- WRITTEN INSTRUCTION -
Give the entries back exactly, dropping each image.

Annotation dataset entries
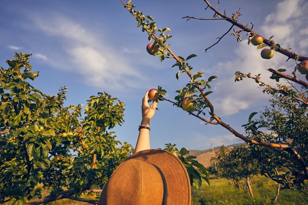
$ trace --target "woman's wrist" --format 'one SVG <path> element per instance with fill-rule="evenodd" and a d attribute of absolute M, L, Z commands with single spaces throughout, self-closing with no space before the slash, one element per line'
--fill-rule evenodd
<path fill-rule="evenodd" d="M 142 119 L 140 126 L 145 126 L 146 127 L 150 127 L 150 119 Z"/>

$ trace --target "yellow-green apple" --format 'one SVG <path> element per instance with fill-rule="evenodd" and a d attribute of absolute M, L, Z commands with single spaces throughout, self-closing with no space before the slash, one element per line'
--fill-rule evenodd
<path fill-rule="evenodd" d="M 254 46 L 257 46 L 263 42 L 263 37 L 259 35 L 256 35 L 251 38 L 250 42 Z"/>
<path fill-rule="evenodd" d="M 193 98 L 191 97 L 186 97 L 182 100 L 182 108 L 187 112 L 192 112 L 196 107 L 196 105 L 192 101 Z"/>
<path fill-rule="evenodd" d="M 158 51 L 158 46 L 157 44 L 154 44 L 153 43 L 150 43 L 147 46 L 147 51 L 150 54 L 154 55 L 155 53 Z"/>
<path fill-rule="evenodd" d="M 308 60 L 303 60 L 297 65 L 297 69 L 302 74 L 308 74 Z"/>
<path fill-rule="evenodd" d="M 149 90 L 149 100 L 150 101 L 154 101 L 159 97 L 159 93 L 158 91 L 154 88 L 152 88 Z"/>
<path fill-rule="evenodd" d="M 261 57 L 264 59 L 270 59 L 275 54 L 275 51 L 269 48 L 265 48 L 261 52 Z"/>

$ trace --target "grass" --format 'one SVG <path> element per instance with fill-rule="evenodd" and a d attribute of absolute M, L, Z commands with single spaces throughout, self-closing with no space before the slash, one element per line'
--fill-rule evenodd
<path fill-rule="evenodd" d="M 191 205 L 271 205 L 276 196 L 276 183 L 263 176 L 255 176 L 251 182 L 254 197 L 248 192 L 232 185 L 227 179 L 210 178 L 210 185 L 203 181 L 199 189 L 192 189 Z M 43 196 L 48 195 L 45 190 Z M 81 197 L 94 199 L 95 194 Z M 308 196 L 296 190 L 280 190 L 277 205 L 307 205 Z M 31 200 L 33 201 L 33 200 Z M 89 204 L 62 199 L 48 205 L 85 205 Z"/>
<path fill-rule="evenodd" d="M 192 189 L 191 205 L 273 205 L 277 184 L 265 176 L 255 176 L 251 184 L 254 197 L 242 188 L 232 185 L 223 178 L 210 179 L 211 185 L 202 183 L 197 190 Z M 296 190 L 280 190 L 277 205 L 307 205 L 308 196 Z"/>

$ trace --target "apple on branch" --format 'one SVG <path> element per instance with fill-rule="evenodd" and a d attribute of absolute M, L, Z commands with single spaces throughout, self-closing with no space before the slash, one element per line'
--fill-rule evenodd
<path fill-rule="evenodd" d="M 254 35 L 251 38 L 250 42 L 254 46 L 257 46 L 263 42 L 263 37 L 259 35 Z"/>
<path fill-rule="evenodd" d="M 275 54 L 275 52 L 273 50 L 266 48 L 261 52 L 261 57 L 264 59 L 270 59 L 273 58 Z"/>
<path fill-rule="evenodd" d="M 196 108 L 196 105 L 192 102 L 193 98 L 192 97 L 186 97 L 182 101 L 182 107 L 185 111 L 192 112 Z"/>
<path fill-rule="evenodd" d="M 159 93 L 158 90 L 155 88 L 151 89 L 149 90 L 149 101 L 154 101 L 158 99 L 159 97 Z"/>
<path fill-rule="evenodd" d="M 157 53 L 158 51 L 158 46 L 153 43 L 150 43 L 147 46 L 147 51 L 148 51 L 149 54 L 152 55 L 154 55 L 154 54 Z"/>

- SOLUTION FOR THIS TASK -
$ trace --target "woman's wrist" --format 'one SVG <path> element per instance with fill-rule="evenodd" and a d attribute of absolute M, L, Z commands with single spaces throughout, self-closing with no space before the slash, one element per line'
--fill-rule evenodd
<path fill-rule="evenodd" d="M 142 119 L 140 126 L 145 126 L 146 127 L 150 127 L 150 119 Z"/>

$ trace --target "yellow-green apple" --format 'one SVG <path> element per instance with fill-rule="evenodd" and a d attribute of absolute M, L, Z commands with single spaces throughout, self-closing with no space before the slash, one element per line'
--fill-rule evenodd
<path fill-rule="evenodd" d="M 254 46 L 257 46 L 263 42 L 263 37 L 259 35 L 256 35 L 251 38 L 250 42 Z"/>
<path fill-rule="evenodd" d="M 193 98 L 191 97 L 186 97 L 182 100 L 182 108 L 187 112 L 192 112 L 196 107 L 196 105 L 192 101 Z"/>
<path fill-rule="evenodd" d="M 158 51 L 158 46 L 157 44 L 154 44 L 153 43 L 150 43 L 147 46 L 147 51 L 150 54 L 154 55 L 155 53 Z"/>
<path fill-rule="evenodd" d="M 308 60 L 303 60 L 297 65 L 297 69 L 302 74 L 308 74 Z"/>
<path fill-rule="evenodd" d="M 149 90 L 149 100 L 150 101 L 154 101 L 159 97 L 159 93 L 158 91 L 154 88 L 152 88 Z"/>
<path fill-rule="evenodd" d="M 261 57 L 264 59 L 270 59 L 275 54 L 275 51 L 269 48 L 265 48 L 261 52 Z"/>

$ trace --target "grass" --format 'one SVG <path> element per instance with fill-rule="evenodd" and a d attribute of absolute M, L, Z commands with single spaces throughout, self-closing with no space before the slash, one element per line'
--fill-rule evenodd
<path fill-rule="evenodd" d="M 191 205 L 271 205 L 276 196 L 276 183 L 263 176 L 255 176 L 251 182 L 254 197 L 248 192 L 232 185 L 227 179 L 210 178 L 210 185 L 203 181 L 199 189 L 192 189 Z M 43 196 L 48 195 L 45 190 Z M 81 197 L 94 199 L 95 194 Z M 308 196 L 296 190 L 280 190 L 277 205 L 307 205 Z M 31 200 L 33 201 L 33 200 Z M 89 204 L 62 199 L 48 205 L 85 205 Z"/>
<path fill-rule="evenodd" d="M 192 189 L 191 205 L 273 205 L 277 184 L 265 176 L 255 176 L 251 184 L 254 197 L 242 188 L 232 185 L 223 178 L 210 179 L 211 185 L 202 183 L 197 190 Z M 296 190 L 280 190 L 277 205 L 307 205 L 308 196 Z"/>

$ trace --target "apple on branch" --format 'one SVG <path> element per instance with fill-rule="evenodd" and a d attribute of absolute M, L, Z commands with single spaces throughout, self-closing with no space before the slash, one element per line'
--fill-rule evenodd
<path fill-rule="evenodd" d="M 254 35 L 251 38 L 250 42 L 254 46 L 257 46 L 263 42 L 263 37 L 259 35 Z"/>
<path fill-rule="evenodd" d="M 275 54 L 275 52 L 273 50 L 266 48 L 261 52 L 261 57 L 264 59 L 270 59 L 273 58 Z"/>
<path fill-rule="evenodd" d="M 196 108 L 196 105 L 192 102 L 193 98 L 192 97 L 186 97 L 182 101 L 182 107 L 185 111 L 192 112 Z"/>
<path fill-rule="evenodd" d="M 159 93 L 158 90 L 155 88 L 151 89 L 149 90 L 149 101 L 154 101 L 158 99 L 159 97 Z"/>
<path fill-rule="evenodd" d="M 157 53 L 158 51 L 158 46 L 153 43 L 150 43 L 147 46 L 147 51 L 148 51 L 149 54 L 152 55 L 154 55 L 154 54 Z"/>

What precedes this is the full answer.